If a line in the data below includes the string "spoon", please return a copy of it.
*** Data under study
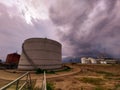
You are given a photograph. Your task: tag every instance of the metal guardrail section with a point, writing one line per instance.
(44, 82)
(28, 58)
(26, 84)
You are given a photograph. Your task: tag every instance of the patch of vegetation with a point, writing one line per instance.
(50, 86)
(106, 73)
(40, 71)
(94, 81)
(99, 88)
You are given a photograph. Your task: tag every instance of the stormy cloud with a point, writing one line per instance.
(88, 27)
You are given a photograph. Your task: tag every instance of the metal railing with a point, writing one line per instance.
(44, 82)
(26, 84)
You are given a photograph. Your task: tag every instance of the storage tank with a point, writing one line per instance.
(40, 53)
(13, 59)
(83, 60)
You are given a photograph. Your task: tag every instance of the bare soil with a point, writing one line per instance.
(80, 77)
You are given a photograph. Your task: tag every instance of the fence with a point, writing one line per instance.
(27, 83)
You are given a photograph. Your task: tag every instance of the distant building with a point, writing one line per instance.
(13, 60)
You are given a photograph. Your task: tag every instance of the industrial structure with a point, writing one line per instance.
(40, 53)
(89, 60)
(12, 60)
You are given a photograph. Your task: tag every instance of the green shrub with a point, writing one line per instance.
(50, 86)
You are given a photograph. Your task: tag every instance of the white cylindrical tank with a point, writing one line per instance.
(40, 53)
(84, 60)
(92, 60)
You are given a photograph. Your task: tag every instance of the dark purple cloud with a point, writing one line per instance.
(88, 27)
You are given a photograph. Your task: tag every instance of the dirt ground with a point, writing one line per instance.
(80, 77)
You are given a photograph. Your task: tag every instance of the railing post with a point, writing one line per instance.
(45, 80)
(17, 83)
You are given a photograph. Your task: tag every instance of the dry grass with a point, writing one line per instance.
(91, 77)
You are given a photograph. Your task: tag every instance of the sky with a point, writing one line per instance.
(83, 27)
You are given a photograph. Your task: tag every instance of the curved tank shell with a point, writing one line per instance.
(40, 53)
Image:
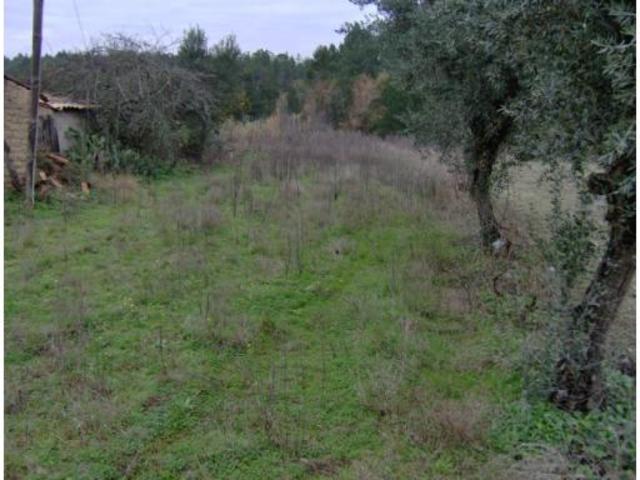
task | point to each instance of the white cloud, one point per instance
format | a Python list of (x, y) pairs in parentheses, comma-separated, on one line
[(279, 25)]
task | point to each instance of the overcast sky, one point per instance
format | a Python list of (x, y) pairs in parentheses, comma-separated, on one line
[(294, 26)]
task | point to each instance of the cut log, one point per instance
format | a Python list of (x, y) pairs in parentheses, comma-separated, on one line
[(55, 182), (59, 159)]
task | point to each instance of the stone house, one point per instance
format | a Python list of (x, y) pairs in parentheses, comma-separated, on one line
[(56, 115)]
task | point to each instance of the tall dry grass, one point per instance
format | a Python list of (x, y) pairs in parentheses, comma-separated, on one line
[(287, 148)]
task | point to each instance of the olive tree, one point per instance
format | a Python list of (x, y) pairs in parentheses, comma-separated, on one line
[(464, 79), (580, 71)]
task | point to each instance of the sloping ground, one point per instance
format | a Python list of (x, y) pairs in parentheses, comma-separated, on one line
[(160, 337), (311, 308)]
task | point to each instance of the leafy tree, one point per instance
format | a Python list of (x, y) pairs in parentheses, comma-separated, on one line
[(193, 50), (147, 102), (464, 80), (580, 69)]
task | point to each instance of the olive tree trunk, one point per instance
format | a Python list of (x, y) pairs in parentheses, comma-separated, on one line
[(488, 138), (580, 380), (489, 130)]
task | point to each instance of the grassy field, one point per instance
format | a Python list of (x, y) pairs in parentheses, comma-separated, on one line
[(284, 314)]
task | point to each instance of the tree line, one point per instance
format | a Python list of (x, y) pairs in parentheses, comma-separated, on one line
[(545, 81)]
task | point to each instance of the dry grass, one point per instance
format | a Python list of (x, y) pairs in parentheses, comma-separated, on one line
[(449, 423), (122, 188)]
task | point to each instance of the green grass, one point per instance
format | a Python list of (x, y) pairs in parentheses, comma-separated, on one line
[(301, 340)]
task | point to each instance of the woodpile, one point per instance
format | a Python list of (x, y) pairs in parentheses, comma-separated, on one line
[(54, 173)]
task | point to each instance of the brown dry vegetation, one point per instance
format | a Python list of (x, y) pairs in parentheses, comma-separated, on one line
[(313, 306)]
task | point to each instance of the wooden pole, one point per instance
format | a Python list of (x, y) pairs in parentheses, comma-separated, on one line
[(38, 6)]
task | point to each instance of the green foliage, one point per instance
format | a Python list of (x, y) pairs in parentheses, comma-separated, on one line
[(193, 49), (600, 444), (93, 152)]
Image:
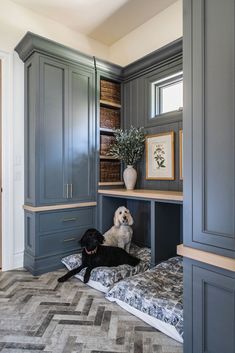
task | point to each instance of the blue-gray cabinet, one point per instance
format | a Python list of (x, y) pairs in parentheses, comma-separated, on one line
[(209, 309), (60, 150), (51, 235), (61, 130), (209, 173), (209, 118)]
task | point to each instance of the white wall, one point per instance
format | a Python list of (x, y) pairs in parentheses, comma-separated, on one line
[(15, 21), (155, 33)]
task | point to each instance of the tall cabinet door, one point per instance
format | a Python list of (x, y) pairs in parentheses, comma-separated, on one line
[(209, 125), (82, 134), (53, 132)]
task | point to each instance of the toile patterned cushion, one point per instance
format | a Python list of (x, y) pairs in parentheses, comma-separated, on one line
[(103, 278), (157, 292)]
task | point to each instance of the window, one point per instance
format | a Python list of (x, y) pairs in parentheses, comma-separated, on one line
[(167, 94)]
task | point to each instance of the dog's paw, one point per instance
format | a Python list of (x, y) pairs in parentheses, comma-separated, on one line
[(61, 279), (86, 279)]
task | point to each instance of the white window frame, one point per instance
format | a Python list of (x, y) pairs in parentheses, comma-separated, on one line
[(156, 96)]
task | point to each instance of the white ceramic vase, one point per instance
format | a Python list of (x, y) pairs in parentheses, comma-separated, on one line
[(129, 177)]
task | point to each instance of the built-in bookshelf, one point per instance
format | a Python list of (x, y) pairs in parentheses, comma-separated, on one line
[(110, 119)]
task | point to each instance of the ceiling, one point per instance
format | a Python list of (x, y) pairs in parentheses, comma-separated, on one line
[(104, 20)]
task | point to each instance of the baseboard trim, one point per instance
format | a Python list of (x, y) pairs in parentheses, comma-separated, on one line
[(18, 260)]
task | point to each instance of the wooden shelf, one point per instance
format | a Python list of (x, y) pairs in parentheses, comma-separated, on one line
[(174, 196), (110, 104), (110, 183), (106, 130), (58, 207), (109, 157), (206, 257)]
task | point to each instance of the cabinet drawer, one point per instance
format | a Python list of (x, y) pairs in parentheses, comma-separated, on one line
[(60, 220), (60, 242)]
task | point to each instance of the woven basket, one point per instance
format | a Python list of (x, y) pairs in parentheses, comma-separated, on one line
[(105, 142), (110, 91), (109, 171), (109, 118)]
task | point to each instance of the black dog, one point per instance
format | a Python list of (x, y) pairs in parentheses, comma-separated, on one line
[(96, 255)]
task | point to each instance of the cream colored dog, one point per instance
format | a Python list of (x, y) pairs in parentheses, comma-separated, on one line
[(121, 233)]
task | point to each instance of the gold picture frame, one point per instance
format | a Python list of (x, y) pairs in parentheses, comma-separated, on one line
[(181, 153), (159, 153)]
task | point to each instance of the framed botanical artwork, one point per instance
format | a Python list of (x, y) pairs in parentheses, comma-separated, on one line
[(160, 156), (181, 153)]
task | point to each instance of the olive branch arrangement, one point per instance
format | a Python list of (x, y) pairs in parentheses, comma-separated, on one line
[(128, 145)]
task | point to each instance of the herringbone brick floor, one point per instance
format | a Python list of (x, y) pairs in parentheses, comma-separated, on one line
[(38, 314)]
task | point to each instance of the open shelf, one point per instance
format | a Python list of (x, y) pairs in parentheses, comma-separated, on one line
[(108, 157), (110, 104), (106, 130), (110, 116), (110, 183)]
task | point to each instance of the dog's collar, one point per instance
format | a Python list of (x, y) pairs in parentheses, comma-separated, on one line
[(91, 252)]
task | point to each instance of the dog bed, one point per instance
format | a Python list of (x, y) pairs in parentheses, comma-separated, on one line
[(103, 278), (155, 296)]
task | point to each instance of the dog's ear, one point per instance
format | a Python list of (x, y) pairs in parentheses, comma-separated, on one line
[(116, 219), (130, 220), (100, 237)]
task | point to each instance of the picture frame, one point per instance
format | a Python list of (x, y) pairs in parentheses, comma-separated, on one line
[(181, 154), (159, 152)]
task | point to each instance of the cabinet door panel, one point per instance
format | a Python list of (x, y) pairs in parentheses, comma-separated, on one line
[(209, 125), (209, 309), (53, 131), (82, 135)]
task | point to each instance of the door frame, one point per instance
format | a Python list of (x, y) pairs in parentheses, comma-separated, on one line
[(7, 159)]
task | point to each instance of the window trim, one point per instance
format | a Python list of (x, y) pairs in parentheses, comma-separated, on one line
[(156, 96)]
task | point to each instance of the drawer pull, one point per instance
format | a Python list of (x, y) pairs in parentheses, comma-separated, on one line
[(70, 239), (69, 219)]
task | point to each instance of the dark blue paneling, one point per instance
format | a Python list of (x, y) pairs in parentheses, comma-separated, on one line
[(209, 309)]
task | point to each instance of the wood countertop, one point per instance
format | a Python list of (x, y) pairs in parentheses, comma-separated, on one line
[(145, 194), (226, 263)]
******
*** Data under study
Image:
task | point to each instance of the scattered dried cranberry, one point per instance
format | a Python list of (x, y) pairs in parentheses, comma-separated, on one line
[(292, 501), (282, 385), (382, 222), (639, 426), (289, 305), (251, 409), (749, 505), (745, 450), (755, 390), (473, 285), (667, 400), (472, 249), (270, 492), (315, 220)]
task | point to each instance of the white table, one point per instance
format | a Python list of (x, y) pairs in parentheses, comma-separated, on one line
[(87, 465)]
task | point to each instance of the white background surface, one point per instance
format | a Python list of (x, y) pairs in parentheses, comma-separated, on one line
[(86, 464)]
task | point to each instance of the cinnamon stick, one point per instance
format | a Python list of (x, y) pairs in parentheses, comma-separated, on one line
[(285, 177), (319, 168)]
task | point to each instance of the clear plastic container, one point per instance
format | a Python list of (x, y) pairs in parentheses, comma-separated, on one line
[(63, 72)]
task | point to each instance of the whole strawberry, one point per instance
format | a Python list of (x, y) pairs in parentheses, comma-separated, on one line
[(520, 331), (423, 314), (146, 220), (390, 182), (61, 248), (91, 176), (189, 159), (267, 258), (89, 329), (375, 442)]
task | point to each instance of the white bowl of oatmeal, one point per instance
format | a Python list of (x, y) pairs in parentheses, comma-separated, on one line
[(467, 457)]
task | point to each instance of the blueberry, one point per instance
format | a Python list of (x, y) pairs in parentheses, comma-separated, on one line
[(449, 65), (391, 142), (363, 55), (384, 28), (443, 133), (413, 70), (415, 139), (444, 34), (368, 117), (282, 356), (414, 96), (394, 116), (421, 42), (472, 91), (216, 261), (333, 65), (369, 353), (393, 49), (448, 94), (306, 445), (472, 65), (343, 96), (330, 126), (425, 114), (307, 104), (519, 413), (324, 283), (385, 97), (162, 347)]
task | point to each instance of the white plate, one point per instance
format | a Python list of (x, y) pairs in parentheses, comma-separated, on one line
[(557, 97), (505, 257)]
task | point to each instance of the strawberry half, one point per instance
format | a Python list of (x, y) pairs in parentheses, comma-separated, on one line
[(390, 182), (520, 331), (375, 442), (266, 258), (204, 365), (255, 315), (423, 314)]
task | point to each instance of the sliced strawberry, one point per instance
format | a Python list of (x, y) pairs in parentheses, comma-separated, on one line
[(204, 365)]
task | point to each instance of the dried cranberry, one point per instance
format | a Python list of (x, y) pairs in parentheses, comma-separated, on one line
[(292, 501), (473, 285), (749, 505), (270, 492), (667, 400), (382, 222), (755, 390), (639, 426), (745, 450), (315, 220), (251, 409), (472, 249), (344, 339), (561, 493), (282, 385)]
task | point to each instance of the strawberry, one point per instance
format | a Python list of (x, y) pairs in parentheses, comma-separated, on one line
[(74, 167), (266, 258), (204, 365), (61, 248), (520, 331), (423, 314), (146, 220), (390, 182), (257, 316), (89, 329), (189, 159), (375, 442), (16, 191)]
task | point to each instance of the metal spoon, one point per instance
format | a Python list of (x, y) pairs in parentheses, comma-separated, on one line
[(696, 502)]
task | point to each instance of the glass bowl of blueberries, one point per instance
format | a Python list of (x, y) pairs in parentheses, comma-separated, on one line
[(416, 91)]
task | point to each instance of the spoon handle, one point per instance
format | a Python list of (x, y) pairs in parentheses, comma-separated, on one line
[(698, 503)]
******
*** Data under study
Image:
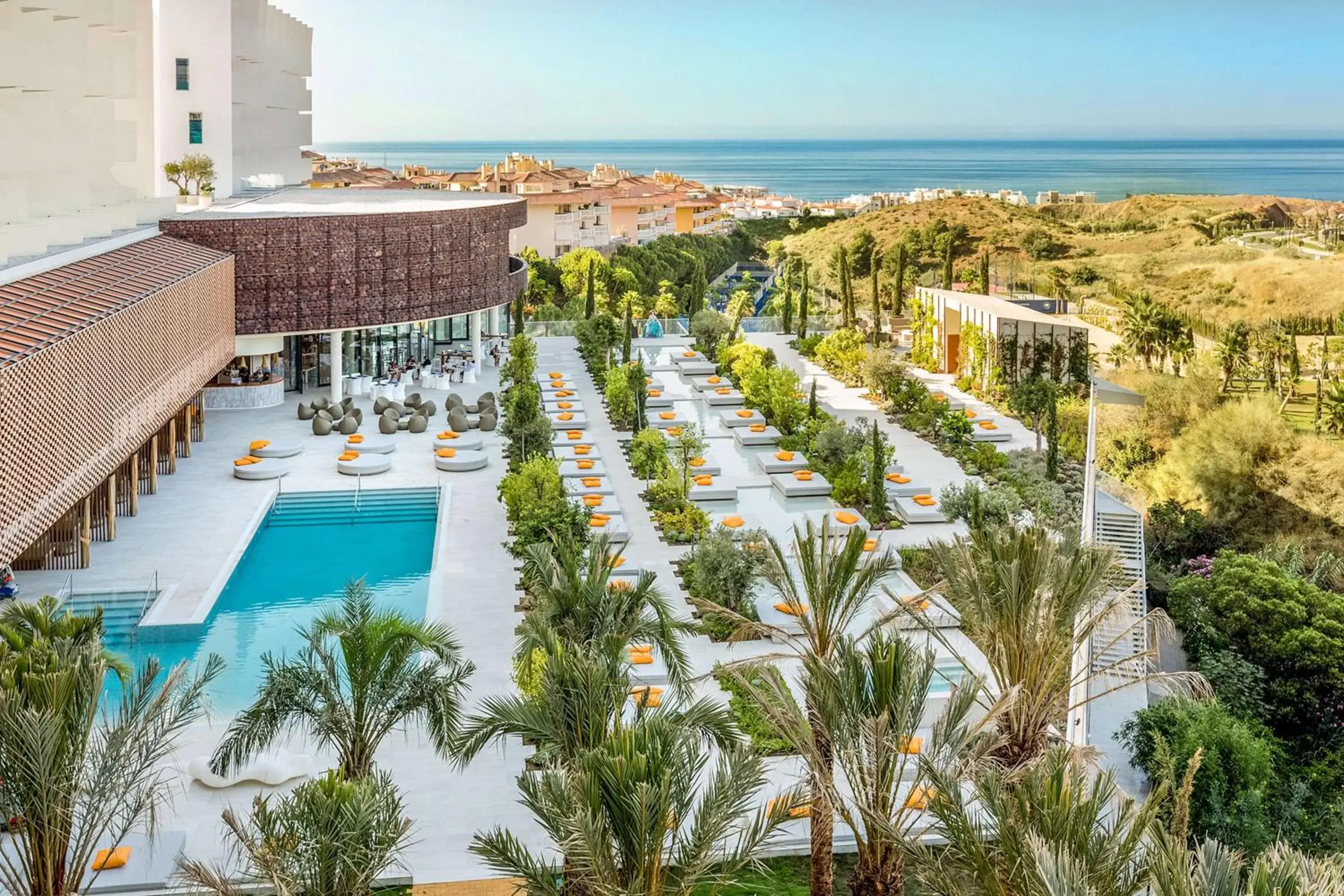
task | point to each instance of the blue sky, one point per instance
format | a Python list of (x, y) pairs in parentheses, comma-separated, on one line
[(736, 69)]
******
**Solution for this task**
task | point to each instance of the metal spoon, one point per instance
task | point to each instance of the spoon handle, one point per instance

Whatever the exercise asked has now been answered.